* **Requirement**
Repeat the lines of the dataset excerpt below word for word, from the line containing "Pick out each instance of the wrinkled" through the final line of the records, both included.

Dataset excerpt
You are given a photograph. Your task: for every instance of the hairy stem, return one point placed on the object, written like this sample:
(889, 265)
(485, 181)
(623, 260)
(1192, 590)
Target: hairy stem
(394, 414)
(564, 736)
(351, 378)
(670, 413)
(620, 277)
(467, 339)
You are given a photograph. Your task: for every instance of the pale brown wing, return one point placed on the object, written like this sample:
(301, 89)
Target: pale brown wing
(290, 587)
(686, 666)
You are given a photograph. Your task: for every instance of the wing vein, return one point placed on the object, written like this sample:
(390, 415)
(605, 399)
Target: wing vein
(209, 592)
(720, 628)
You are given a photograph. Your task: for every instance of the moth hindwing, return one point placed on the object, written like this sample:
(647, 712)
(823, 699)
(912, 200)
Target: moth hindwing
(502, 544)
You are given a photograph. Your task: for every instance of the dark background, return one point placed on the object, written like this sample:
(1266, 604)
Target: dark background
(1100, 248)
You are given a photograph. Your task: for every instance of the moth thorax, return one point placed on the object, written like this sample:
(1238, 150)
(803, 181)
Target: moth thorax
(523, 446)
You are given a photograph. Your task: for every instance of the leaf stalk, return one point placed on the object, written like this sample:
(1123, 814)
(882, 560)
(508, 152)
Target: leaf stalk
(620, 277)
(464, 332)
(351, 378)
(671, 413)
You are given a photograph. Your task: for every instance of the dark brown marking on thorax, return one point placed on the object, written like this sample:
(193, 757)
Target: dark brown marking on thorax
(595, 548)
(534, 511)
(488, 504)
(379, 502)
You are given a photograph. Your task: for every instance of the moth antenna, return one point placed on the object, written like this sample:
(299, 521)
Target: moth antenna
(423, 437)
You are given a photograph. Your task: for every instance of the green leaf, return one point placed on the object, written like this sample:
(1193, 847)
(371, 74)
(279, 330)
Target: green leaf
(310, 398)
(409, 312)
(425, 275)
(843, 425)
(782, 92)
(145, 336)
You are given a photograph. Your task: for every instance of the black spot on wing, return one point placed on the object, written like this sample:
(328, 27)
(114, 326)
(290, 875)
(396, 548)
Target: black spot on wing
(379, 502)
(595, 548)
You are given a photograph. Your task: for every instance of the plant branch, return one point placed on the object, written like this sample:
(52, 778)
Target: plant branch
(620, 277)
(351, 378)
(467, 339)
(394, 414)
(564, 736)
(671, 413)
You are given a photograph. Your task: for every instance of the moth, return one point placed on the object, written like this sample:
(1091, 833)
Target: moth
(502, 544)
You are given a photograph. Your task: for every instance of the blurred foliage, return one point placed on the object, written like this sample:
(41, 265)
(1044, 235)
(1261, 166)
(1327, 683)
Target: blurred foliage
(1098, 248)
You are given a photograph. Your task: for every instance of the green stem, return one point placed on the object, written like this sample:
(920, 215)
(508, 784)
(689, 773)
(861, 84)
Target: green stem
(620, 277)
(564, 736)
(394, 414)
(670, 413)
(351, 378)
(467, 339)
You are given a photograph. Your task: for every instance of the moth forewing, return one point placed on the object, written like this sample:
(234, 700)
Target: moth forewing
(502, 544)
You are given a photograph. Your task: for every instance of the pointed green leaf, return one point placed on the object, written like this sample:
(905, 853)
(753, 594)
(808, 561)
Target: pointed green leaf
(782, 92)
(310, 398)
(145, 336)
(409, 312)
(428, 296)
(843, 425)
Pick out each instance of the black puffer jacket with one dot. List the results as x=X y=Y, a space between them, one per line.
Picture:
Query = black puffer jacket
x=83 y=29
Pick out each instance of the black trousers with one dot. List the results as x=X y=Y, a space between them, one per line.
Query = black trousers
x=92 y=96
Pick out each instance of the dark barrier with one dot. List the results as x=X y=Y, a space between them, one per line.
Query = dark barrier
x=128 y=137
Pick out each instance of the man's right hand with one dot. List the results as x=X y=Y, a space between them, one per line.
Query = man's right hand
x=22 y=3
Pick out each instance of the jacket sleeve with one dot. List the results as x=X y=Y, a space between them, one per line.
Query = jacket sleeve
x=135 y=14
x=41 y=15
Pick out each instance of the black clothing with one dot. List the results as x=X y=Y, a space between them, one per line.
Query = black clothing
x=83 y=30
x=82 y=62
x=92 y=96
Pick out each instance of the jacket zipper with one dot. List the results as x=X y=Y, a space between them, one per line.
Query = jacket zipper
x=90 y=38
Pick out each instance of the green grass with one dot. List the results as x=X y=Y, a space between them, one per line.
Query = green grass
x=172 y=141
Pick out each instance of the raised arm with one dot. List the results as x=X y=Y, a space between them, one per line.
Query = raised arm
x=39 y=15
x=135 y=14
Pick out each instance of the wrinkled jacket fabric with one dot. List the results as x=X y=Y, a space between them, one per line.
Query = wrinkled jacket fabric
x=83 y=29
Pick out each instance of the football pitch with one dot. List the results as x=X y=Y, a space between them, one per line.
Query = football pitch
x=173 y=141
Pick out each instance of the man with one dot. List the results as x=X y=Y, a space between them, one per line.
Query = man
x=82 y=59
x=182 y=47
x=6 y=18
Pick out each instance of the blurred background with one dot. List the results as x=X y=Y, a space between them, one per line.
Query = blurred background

* **Output of the exercise**
Pick out each instance of the wrinkled jacket fabric with one dot. List the results as x=X y=Y, a space between them, one per line.
Query = wrinkled jacket fabric
x=83 y=29
Pick out each instance of the football pitch with one dot. List the results as x=X y=Y, a space between them, one per line.
Query = football pitch
x=173 y=141
Pick out each instance of the man with one dot. List the results as x=X y=Y, a space between them, one per line.
Query = man
x=82 y=59
x=182 y=47
x=6 y=18
Pick out each instance of the blurred background with one dot. List the results as x=X y=Y, a space between them, one per line.
Query = blurred background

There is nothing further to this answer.